>> start INFORMATION SUPPLIED

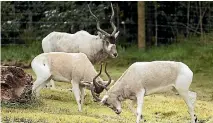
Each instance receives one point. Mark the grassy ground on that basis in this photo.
(57, 106)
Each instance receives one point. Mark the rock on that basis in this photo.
(16, 85)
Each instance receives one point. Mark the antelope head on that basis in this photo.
(109, 40)
(98, 86)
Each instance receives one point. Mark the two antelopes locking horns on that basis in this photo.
(70, 58)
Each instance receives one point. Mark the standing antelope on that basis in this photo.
(67, 67)
(96, 47)
(145, 78)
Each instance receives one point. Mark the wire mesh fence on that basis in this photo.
(28, 21)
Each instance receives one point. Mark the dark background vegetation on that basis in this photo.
(24, 22)
(180, 31)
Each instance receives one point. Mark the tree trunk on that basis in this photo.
(118, 10)
(156, 24)
(201, 22)
(141, 24)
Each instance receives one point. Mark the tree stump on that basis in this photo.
(16, 85)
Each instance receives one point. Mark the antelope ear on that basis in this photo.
(101, 35)
(104, 100)
(116, 34)
(120, 98)
(86, 84)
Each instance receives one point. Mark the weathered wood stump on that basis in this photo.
(16, 85)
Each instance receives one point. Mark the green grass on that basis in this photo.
(60, 106)
(20, 53)
(57, 106)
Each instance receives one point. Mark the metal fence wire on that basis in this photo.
(28, 21)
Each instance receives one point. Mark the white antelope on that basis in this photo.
(67, 67)
(96, 47)
(145, 78)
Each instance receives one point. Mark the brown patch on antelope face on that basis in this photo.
(112, 40)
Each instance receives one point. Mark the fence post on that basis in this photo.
(141, 24)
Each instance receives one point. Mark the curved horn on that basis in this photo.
(107, 76)
(94, 79)
(94, 95)
(98, 23)
(111, 21)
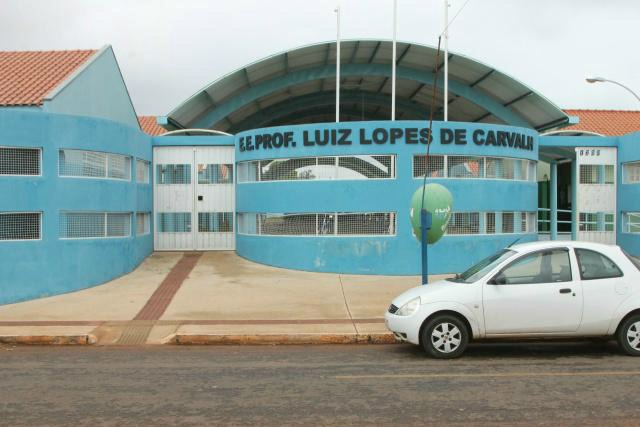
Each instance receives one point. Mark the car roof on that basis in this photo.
(532, 246)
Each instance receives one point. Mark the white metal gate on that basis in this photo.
(596, 194)
(194, 198)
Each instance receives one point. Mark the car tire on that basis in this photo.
(629, 335)
(445, 337)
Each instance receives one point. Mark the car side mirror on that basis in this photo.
(498, 279)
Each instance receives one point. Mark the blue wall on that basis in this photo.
(30, 269)
(394, 255)
(628, 194)
(97, 90)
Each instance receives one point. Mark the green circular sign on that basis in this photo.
(439, 202)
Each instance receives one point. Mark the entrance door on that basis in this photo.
(596, 194)
(194, 198)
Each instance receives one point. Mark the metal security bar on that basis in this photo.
(174, 222)
(173, 174)
(631, 173)
(434, 169)
(143, 223)
(215, 222)
(475, 167)
(20, 161)
(20, 225)
(508, 222)
(631, 222)
(464, 223)
(93, 164)
(215, 173)
(597, 174)
(465, 167)
(476, 223)
(318, 168)
(142, 171)
(318, 224)
(86, 225)
(596, 221)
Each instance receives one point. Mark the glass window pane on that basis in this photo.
(540, 267)
(594, 265)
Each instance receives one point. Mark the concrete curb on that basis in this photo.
(279, 339)
(86, 339)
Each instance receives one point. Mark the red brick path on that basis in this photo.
(161, 298)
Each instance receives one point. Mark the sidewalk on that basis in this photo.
(210, 298)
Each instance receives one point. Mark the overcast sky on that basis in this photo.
(167, 50)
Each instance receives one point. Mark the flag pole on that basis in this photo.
(446, 60)
(393, 65)
(337, 10)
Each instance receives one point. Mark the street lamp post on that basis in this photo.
(602, 80)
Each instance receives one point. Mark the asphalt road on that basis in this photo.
(494, 384)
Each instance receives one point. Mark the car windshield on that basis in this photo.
(479, 270)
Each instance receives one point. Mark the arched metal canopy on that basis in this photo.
(298, 86)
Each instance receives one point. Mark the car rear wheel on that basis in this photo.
(445, 337)
(629, 335)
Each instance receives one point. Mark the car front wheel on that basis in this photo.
(629, 335)
(445, 337)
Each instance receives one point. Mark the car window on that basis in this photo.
(634, 260)
(548, 266)
(483, 268)
(594, 265)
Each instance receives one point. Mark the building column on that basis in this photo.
(554, 201)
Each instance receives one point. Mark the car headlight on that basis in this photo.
(409, 308)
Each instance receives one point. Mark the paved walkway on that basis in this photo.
(211, 294)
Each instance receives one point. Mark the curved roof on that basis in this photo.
(298, 86)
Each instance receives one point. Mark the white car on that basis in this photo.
(539, 289)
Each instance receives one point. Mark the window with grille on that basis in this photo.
(490, 223)
(631, 222)
(318, 224)
(142, 171)
(20, 161)
(464, 223)
(631, 173)
(87, 225)
(173, 174)
(319, 168)
(215, 173)
(465, 167)
(93, 164)
(434, 168)
(143, 223)
(597, 174)
(215, 222)
(507, 222)
(20, 225)
(441, 166)
(173, 222)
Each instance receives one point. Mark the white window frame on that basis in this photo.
(393, 169)
(531, 177)
(106, 166)
(147, 163)
(106, 226)
(25, 212)
(39, 149)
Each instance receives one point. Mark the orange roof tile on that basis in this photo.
(606, 122)
(150, 126)
(27, 77)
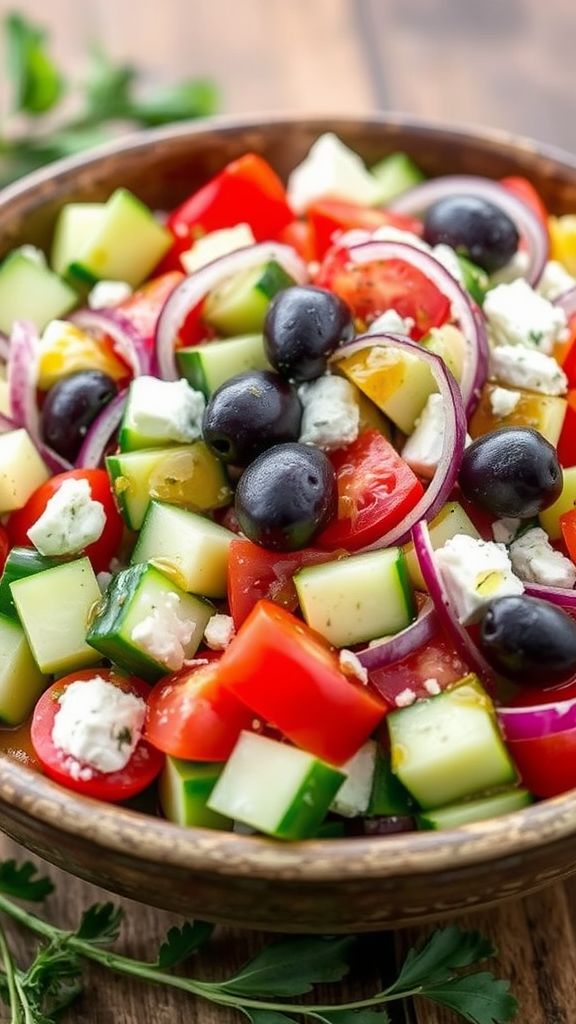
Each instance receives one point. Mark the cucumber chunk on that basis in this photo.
(359, 598)
(126, 244)
(239, 306)
(189, 475)
(475, 810)
(187, 546)
(19, 563)
(206, 367)
(137, 596)
(54, 607)
(395, 174)
(21, 680)
(279, 790)
(29, 290)
(449, 748)
(183, 788)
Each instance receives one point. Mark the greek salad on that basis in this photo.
(288, 498)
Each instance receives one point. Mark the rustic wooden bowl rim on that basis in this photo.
(156, 841)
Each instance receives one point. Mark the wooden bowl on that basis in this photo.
(350, 885)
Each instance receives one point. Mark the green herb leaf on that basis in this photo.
(480, 998)
(37, 83)
(182, 942)
(100, 924)
(292, 967)
(447, 950)
(24, 882)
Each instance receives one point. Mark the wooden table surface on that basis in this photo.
(504, 62)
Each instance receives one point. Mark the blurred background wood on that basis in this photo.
(503, 62)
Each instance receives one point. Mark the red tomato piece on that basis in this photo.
(331, 217)
(372, 288)
(255, 572)
(141, 769)
(103, 550)
(376, 489)
(290, 677)
(192, 716)
(246, 190)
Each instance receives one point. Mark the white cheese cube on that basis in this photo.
(22, 470)
(331, 169)
(330, 413)
(528, 369)
(534, 560)
(518, 315)
(70, 522)
(474, 572)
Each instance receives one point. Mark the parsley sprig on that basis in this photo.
(51, 117)
(262, 990)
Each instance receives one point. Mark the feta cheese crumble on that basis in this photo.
(534, 560)
(109, 293)
(70, 522)
(165, 410)
(503, 401)
(97, 725)
(331, 170)
(163, 634)
(422, 451)
(518, 315)
(475, 571)
(352, 666)
(219, 632)
(527, 369)
(330, 413)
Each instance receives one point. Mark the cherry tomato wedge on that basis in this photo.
(192, 716)
(103, 550)
(376, 489)
(372, 288)
(290, 677)
(141, 769)
(255, 572)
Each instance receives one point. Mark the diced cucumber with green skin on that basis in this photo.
(183, 788)
(477, 281)
(396, 174)
(475, 810)
(239, 306)
(21, 680)
(19, 563)
(126, 245)
(188, 475)
(131, 596)
(33, 292)
(206, 367)
(388, 798)
(353, 798)
(279, 790)
(450, 520)
(192, 549)
(549, 518)
(77, 221)
(449, 748)
(359, 598)
(54, 607)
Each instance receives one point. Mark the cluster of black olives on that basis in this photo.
(287, 493)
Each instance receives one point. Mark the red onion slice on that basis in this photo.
(454, 433)
(193, 290)
(389, 649)
(466, 314)
(446, 614)
(417, 200)
(128, 343)
(99, 433)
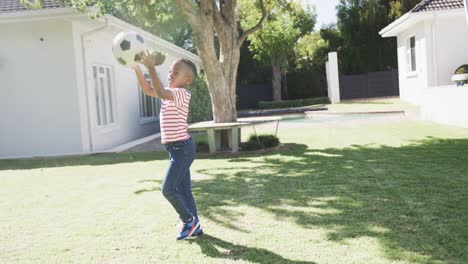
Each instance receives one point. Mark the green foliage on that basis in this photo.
(462, 69)
(293, 103)
(399, 7)
(286, 23)
(200, 102)
(250, 70)
(363, 49)
(259, 142)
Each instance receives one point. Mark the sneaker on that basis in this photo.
(198, 231)
(188, 228)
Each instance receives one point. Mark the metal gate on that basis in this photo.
(372, 84)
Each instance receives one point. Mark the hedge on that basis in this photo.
(293, 103)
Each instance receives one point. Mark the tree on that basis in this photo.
(171, 25)
(286, 24)
(208, 19)
(400, 7)
(363, 49)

>> end INFORMATION SUPPLIED

YOUR TASK: Please put the records from the line containing "Each instance receives one point. Mark the tree on" through the end of the records into a two-column CSV headed label_text and coordinates, with one row per record. Enclose each value in quotes as a single field, and replace any line breaks with spaces.

FINAL RESULT:
label_text,coordinates
"Each instance receives one point. Mark the tree on that basis in this photo.","(171, 25) (286, 24) (208, 19) (400, 7) (363, 49)"